▶ _与えられた本文_
その結果、上記構成を有する水性インクを用いて形成した画像中では、顔料への樹脂粒子の被覆性が高まることにより、顔料相互の接着性が向上する。また、樹脂粒子が油溶性界面活性剤を含んでいることにより、樹脂粒子相互の接着性が向上する。そのため、上記構成を有する水性インクを用いて形成した画像は、固着性が高まる。
以上の理由から、本実施形態に係る水性インクは、樹脂粒子の被覆性の向上による顔料相互の接着性と、油溶性界面活性剤による樹脂粒子の接着性の向上との効果を有するにより、画像の固着性が高まるため、耐擦過性に優れる画像が得られると推測される。
なお、本実施形態に係る水性インクは、インクジェット方式の画像記録に用いるインクとして好適である。また、本実施形態に係る水性インクは、水性ペン等の筆記具、オフセット印刷、スタンプなどの用途にも好適である。
以下、本実施形態に係る水性インクの成分について詳細に説明する。

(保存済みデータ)
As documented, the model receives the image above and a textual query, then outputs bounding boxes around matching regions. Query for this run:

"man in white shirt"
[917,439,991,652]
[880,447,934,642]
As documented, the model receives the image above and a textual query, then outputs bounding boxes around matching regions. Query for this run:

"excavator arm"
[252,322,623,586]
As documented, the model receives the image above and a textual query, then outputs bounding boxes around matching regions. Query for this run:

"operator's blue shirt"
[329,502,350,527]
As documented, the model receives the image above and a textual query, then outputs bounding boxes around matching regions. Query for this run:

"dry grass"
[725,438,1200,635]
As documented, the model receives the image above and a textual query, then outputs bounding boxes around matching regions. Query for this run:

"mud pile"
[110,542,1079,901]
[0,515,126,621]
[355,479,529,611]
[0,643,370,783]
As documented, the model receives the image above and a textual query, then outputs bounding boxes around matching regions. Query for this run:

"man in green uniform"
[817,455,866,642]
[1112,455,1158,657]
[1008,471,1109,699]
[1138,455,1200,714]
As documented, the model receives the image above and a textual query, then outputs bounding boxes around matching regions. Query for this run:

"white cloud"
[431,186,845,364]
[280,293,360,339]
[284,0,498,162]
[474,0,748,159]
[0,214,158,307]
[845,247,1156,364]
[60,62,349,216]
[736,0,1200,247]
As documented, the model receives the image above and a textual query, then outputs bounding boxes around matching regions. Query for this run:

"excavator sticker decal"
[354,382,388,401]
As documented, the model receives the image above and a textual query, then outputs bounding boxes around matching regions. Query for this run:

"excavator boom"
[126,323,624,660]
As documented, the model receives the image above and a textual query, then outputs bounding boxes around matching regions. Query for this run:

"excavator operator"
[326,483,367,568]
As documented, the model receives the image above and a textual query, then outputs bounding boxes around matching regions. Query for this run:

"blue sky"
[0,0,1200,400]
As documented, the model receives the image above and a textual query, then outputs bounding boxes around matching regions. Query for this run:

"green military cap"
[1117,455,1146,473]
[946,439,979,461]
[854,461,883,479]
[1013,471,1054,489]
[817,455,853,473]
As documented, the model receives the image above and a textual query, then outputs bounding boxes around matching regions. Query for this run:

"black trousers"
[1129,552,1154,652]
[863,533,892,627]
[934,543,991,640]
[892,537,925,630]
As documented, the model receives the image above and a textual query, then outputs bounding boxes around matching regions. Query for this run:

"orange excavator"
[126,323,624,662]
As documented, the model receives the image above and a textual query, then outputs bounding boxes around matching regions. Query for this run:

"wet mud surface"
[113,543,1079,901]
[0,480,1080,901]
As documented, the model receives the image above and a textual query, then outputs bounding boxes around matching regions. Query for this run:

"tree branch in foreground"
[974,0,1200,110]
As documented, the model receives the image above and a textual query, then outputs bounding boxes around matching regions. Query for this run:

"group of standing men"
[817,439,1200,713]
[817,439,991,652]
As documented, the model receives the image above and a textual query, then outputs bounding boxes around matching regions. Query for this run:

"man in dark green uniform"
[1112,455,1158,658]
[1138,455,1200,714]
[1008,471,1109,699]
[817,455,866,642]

▶ _課題と演習_
1. 次の(a)〜(c)の記述が水性インクに関する本文の内容と一致するかどうかを判定してください。それぞれ「はい」か「いいえ」で答え、判断の根拠となる本文の語句をそのまま引用してください。
(a) 樹脂粒子が油溶性界面活性剤を含むことで、樹脂粒子相互の接着性が向上する。
(b) 本実施形態に係る水性インクは、インクジェット方式の画像記録には適していない。
(c) 本実施形態に係る水性インクは、オフセット印刷の用途にも好適である。
2. 水性インクに関する本文から、「その結果、上記構成を有する水」という語句を含む箇所で書き始め、「プなどの用途にも好適である。」の後で止めて、その範囲を一字一句違えずに書き写してください。
このデータは参照しなくてかまいません。

▶ _解答_
1.
(a) はい。「樹脂粒子が油溶性界面活性剤を含んでいることにより、樹脂粒子相互の接着性が向上する」
(b) いいえ。「インクジェット方式の画像記録に用いるインクとして好適である」
(c) はい。「水性ペン等の筆記具、オフセット印刷、スタンプなどの用途にも好適である」

2.
その結果、上記構成を有する水性インクを用いて形成した画像中では、顔料への樹脂粒子の被覆性が高まることにより、顔料相互の接着性が向上する。また、樹脂粒子が油溶性界面活性剤を含んでいることにより、樹脂粒子相互の接着性が向上する。そのため、上記構成を有する水性インクを用いて形成した画像は、固着性が高まる。
以上の理由から、本実施形態に係る水性インクは、樹脂粒子の被覆性の向上による顔料相互の接着性と、油溶性界面活性剤による樹脂粒子の接着性の向上との効果を有するにより、画像の固着性が高まるため、耐擦過性に優れる画像が得られると推測される。
なお、本実施形態に係る水性インクは、インクジェット方式の画像記録に用いるインクとして好適である。また、本実施形態に係る水性インクは、水性ペン等の筆記具、オフセット印刷、スタンプなどの用途にも好適である。